Count the lines in the rows below that contain the word "light", and give only that number.

(Mask labeling examples)
* * *
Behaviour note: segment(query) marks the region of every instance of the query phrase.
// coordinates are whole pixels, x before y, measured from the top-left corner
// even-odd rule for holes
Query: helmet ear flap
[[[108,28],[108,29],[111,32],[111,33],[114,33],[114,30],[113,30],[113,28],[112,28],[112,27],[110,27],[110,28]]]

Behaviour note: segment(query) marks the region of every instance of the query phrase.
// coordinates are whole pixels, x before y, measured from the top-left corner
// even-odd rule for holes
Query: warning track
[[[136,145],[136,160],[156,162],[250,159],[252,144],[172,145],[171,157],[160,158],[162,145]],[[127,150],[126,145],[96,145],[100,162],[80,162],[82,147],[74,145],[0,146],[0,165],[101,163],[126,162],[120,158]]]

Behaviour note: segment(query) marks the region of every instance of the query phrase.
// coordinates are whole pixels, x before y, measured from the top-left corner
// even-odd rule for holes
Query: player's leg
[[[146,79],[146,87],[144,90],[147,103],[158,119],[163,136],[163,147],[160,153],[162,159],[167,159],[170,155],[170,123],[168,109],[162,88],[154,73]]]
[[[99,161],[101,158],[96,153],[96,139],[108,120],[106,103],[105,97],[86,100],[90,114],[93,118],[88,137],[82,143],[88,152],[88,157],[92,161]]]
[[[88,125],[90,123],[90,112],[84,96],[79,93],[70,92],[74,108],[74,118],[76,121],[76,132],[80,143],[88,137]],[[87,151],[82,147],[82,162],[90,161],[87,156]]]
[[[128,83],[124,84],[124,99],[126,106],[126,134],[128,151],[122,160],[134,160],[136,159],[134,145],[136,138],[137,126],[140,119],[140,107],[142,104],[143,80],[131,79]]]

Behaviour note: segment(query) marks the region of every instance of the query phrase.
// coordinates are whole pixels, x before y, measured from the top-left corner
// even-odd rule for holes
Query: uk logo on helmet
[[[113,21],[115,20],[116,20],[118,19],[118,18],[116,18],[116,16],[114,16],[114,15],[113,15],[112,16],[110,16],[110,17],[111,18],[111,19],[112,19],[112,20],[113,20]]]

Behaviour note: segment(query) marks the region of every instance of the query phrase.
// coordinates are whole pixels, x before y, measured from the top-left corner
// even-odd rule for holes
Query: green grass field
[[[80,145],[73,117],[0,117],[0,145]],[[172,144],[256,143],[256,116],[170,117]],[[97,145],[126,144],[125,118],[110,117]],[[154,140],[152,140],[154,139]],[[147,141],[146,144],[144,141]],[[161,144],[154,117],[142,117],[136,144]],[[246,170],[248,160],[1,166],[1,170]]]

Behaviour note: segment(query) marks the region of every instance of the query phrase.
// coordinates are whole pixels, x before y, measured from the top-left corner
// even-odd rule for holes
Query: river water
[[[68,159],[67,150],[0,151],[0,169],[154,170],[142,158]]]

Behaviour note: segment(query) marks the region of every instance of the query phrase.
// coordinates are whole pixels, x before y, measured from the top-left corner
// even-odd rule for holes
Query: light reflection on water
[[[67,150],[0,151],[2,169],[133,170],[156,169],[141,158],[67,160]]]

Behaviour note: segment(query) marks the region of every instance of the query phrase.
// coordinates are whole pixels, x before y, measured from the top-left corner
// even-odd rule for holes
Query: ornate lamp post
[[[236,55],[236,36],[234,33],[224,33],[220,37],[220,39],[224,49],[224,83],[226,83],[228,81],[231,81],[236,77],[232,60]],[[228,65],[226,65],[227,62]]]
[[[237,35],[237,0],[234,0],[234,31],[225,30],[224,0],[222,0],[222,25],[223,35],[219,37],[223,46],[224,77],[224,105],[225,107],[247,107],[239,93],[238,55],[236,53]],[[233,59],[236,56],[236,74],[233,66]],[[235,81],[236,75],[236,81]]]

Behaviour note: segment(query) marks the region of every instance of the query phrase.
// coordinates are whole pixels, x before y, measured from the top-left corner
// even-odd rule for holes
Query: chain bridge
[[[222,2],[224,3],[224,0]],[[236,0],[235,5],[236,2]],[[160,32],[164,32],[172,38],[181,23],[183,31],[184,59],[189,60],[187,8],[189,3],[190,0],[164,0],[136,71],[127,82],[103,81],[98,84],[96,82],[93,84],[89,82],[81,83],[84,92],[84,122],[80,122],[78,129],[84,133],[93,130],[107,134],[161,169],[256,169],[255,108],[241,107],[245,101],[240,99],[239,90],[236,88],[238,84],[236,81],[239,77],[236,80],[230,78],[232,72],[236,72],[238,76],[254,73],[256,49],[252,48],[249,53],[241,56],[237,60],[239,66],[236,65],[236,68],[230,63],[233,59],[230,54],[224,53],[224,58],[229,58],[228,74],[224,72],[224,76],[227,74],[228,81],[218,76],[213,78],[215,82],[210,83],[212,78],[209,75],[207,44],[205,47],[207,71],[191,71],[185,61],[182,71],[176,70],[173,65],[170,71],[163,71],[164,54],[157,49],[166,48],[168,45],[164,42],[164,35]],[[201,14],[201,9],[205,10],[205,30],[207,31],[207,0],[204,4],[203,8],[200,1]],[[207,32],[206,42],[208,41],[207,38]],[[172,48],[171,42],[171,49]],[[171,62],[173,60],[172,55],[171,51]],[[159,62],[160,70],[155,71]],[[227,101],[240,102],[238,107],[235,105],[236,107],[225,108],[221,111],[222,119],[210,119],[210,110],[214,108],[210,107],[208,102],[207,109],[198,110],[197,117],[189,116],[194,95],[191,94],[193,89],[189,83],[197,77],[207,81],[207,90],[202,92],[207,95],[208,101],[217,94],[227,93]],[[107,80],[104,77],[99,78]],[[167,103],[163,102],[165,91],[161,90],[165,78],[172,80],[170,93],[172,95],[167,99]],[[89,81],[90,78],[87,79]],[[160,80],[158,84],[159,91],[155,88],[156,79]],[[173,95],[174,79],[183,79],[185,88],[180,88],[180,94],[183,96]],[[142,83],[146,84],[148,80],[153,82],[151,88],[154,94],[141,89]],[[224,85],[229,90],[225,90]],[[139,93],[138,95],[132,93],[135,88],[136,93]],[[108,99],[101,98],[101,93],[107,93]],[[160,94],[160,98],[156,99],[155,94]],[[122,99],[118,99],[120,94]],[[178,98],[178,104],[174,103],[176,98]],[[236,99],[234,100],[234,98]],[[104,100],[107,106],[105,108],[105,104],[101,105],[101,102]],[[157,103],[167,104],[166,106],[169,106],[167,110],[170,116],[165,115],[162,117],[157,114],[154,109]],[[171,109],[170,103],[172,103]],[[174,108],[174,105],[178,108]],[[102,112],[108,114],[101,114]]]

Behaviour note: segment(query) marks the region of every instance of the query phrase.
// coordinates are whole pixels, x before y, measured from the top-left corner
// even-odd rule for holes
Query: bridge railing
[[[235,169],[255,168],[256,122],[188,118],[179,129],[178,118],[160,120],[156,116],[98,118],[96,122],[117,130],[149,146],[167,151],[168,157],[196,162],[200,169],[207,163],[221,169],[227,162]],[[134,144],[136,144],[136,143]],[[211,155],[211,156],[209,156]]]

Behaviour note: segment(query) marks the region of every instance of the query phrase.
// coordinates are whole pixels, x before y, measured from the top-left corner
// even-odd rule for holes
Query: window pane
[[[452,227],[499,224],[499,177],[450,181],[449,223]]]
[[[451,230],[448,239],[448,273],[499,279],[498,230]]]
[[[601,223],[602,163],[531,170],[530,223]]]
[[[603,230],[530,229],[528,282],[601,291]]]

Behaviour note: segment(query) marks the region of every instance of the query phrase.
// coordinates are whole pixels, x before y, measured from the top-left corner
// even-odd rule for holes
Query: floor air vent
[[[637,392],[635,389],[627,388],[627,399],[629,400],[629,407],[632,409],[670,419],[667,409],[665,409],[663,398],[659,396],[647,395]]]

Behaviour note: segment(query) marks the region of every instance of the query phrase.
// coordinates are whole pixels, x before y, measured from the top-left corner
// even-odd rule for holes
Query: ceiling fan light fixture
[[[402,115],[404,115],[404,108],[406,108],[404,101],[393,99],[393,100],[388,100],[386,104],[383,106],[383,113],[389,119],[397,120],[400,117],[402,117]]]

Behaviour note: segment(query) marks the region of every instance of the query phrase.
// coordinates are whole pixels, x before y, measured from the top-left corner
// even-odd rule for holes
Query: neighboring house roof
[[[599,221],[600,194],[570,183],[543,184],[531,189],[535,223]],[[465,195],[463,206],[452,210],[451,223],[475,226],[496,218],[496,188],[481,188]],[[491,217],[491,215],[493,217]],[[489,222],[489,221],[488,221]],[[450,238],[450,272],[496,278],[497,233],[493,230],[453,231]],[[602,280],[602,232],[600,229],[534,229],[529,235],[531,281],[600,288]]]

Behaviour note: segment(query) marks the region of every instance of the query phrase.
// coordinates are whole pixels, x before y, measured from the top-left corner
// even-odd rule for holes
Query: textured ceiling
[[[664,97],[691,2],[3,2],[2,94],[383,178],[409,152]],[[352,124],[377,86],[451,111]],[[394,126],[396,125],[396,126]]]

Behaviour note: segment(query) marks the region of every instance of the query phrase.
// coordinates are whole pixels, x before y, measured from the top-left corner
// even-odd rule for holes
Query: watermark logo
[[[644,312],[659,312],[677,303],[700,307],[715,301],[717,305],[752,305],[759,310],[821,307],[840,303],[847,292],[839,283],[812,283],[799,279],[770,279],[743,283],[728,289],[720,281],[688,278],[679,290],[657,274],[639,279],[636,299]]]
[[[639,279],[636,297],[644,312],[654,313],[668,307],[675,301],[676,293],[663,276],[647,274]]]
* * *
[SOLUTION FOR THIS EXERCISE]: 2